Segmentation labeling entries

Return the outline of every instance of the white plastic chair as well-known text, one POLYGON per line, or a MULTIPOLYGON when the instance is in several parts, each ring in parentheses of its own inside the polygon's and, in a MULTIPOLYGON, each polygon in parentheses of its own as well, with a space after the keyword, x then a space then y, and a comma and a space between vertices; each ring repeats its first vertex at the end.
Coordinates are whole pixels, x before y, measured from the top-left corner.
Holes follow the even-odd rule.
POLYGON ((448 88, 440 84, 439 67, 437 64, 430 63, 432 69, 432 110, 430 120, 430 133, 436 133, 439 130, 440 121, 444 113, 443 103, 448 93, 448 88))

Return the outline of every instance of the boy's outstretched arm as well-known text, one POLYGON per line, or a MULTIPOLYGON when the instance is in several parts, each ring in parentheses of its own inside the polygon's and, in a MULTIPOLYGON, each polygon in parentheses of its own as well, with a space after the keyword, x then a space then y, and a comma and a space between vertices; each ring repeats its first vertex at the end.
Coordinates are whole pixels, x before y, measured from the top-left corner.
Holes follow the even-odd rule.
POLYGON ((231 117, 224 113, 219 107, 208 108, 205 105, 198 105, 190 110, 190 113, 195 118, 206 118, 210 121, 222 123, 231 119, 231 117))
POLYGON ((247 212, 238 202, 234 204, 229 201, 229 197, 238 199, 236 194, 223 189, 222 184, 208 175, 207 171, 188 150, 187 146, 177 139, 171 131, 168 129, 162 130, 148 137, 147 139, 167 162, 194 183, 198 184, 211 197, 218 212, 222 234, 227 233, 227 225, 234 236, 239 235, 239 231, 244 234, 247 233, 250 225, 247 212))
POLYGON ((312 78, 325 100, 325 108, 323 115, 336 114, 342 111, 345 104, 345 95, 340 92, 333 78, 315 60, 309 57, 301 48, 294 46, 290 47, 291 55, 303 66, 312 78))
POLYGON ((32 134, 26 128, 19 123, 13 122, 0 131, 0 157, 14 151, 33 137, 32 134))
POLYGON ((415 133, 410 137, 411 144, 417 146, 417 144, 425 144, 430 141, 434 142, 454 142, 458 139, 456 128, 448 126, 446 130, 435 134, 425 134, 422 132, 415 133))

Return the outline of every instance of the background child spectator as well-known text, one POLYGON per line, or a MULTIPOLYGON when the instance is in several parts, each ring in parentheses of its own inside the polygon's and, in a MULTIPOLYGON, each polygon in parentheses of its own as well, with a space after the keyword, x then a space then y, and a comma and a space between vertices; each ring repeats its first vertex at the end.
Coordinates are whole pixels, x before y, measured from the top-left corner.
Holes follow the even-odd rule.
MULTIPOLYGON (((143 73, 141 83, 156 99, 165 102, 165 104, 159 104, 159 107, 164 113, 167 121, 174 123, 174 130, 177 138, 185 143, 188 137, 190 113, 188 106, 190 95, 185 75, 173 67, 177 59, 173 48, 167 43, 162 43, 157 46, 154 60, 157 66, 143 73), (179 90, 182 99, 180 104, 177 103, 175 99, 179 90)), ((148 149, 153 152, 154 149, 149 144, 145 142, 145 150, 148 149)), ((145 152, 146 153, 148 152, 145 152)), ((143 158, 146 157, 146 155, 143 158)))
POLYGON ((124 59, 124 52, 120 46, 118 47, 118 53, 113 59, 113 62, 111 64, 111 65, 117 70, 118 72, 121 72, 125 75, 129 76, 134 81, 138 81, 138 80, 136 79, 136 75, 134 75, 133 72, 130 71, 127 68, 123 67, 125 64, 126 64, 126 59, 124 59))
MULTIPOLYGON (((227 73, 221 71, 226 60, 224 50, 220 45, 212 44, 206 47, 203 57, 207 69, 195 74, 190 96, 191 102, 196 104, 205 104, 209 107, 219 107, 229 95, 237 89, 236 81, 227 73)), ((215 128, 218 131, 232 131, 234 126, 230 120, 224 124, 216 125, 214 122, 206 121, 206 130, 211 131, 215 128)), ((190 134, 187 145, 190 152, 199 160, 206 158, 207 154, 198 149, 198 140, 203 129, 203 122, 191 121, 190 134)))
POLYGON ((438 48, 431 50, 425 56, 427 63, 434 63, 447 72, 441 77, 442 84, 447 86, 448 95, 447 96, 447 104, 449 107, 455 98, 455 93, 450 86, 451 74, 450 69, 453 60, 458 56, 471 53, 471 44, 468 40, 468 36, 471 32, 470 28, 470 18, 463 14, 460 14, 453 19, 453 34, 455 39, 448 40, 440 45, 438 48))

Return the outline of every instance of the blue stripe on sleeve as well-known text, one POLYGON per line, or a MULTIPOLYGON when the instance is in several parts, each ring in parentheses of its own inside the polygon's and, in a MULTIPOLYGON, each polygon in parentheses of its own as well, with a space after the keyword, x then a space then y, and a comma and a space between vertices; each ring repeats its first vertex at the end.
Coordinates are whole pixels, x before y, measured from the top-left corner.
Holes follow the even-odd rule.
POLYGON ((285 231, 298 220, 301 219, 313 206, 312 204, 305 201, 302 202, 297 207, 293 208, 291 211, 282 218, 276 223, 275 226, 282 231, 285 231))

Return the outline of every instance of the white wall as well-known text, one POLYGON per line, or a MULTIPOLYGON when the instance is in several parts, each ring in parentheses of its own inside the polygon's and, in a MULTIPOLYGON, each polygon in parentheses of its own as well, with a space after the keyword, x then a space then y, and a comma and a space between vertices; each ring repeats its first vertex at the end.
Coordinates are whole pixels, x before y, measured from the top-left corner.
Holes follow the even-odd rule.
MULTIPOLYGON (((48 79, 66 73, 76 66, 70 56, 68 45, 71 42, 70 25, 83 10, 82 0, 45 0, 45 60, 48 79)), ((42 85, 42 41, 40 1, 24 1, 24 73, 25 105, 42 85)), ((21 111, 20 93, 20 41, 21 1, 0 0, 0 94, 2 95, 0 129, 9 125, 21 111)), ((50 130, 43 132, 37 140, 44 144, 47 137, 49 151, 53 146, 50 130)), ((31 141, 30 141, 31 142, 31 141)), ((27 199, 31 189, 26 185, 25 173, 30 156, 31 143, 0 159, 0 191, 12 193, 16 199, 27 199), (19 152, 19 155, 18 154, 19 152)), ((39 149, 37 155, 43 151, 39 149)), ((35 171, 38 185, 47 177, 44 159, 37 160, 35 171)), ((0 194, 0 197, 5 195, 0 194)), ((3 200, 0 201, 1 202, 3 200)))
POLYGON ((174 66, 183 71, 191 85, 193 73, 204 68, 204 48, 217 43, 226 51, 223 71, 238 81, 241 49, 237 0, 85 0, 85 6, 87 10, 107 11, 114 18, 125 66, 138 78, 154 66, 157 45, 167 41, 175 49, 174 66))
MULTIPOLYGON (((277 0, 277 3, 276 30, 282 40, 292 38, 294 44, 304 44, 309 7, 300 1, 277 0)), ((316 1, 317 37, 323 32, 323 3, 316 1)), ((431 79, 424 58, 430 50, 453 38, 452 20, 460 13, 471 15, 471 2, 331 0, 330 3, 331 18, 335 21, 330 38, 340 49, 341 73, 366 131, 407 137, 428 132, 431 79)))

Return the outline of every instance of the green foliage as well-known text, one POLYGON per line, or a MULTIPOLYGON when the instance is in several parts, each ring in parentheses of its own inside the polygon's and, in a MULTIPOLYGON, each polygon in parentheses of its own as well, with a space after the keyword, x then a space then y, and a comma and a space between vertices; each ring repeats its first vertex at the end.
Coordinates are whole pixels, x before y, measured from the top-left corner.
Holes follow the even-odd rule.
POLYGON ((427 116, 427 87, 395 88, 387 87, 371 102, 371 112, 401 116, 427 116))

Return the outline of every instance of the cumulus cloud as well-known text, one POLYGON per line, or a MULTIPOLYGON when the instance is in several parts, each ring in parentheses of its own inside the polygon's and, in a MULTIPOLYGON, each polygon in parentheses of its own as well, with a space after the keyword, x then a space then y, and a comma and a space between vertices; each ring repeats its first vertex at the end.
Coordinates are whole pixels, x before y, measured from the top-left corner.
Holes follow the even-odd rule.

--- Aim ---
Copy the stretch of the material above from the line containing "Return the outline of every instance of the blue" through the line containing "POLYGON ((285 231, 298", both included, word for word.

--- Solution to this problem ---
Return the outline of every instance of the blue stripe on sleeve as well-known text, one POLYGON per line, or a MULTIPOLYGON when the instance is in several parts, each ring in parentheses of its own inside the polygon's and, in a MULTIPOLYGON, each polygon in parentheses of its own as well, with a space after the keyword, x then a space then y, and a comma and a space between vertices; each ring repeats its first vertex at the end.
Coordinates are whole pixels, x before y, measured from the top-left corner.
Holes follow the even-odd rule.
POLYGON ((285 231, 298 220, 301 219, 313 206, 312 204, 305 201, 302 202, 297 207, 293 208, 291 211, 282 218, 276 223, 275 226, 282 231, 285 231))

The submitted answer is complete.